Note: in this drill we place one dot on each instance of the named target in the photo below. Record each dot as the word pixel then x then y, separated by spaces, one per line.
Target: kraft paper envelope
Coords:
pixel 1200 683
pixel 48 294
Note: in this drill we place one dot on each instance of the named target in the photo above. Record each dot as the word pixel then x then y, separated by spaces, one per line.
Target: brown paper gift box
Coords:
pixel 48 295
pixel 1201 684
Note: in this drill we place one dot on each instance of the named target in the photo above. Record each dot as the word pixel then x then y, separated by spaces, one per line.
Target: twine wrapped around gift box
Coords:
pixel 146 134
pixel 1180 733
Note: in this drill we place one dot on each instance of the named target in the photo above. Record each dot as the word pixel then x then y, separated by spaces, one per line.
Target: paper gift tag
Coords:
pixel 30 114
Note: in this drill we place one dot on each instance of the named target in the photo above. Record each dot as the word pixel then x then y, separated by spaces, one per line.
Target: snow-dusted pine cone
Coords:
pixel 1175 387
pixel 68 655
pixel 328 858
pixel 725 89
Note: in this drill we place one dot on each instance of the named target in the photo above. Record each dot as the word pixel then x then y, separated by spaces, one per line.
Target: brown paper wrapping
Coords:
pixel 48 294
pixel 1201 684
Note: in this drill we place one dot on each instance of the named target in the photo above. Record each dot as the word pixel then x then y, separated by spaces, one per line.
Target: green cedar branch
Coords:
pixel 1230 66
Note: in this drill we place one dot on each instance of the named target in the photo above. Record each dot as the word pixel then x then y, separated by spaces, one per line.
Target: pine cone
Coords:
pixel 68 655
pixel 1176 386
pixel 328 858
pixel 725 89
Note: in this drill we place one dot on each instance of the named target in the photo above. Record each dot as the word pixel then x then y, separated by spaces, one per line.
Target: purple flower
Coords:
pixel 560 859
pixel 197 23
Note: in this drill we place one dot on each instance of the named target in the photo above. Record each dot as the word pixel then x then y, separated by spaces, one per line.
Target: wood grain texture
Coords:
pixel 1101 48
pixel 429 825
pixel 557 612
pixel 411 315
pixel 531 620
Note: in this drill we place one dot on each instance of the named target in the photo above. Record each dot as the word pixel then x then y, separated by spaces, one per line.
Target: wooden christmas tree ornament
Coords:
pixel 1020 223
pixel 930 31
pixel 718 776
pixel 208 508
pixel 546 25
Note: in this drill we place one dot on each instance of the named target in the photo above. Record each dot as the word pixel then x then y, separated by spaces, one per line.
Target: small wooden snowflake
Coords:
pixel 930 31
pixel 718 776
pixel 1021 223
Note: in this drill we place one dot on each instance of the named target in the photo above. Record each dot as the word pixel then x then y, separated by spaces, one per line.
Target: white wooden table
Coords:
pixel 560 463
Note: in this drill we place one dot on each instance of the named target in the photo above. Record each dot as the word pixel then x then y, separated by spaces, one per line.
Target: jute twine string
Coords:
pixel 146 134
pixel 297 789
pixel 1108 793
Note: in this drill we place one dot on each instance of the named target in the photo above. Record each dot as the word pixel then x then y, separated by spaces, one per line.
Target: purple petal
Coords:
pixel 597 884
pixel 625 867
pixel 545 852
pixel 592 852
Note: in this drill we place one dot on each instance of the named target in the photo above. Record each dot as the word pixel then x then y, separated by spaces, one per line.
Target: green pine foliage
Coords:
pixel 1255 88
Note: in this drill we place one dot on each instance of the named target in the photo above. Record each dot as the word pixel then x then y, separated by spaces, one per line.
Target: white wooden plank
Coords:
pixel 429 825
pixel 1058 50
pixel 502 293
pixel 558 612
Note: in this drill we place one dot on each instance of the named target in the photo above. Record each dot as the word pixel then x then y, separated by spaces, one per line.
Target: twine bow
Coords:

Work request – Using the listing above, gather each line that holds the string "white" and copy it.

Written reply –
Target: white wooden table
Target: white wooden plank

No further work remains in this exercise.